WHAT IS REQUIRED
Return, character for character, the part of the listing that starts with the line containing "task | mark one point on each instance of the logo" and continues to the end of the listing, including both that first line and the last line.

STORED RECORDS
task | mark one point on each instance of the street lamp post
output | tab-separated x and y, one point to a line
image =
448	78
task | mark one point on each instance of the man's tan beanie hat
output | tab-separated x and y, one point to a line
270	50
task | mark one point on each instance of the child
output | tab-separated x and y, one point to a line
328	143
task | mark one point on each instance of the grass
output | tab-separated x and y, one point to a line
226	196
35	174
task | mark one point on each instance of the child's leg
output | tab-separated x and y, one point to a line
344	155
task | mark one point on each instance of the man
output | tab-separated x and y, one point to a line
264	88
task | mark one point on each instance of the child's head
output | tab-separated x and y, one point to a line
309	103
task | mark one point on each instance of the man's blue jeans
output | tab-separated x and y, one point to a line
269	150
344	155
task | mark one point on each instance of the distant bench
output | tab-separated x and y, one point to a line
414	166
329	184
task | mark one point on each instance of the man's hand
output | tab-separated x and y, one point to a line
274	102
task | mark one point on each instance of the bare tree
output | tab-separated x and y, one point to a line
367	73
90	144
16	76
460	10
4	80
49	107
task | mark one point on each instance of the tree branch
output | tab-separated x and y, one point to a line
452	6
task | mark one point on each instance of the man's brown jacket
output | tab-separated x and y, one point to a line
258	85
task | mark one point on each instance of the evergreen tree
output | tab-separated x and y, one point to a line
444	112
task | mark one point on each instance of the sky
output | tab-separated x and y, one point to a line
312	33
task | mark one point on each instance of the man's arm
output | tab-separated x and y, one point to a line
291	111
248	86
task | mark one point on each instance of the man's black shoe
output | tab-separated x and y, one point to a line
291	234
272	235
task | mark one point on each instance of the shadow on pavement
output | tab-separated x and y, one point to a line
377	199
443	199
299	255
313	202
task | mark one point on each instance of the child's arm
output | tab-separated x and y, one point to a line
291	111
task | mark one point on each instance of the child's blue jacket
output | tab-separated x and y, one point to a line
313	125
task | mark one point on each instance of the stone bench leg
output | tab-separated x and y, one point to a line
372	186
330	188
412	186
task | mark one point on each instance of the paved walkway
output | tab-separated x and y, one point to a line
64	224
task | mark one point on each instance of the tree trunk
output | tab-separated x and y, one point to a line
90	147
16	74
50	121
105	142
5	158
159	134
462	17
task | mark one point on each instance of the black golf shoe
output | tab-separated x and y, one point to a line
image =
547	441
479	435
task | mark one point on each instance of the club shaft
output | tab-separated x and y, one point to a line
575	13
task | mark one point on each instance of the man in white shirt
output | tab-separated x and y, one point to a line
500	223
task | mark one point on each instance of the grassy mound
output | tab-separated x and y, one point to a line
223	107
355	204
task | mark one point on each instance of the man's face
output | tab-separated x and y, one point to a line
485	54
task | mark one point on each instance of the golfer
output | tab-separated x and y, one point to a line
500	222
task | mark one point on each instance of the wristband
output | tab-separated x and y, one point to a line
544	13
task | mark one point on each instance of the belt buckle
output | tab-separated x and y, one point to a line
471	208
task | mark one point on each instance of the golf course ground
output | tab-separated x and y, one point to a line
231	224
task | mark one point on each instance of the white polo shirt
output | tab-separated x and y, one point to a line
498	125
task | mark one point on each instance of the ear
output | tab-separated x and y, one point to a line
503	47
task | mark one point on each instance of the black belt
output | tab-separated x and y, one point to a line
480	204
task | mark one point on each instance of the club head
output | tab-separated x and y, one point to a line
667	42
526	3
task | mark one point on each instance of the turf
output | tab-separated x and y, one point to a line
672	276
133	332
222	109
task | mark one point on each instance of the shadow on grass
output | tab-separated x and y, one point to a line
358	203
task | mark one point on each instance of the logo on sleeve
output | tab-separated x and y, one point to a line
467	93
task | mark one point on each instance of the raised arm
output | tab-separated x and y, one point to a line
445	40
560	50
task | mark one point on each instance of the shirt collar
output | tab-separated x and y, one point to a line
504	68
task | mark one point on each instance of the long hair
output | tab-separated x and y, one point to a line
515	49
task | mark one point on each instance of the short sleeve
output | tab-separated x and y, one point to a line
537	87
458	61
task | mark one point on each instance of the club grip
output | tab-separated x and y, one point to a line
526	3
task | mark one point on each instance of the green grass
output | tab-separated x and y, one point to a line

FINAL RESULT
task | mark one point on each instance of the logo on sleeve
output | tab-separated x and y, one point to a line
467	93
task | mark one point on each instance of the raised arm
output | tab-separated x and y, one point to a line
445	40
560	50
task | mark one point on each instance of the shirt collar
output | tab-separated x and y, one point to a line
504	68
task | mark one point on each instance of the long hair
output | tab-separated x and y, one point to a line
515	49
task | mark one point on each instance of the short sleeve
output | tab-separated x and y, one point to a line
537	87
458	61
task | mark one point on each instance of the club grip
output | tab-separated x and y, one point to a line
526	3
task | mark one point on each instance of the green grass
output | tab-separated x and y, one point to a line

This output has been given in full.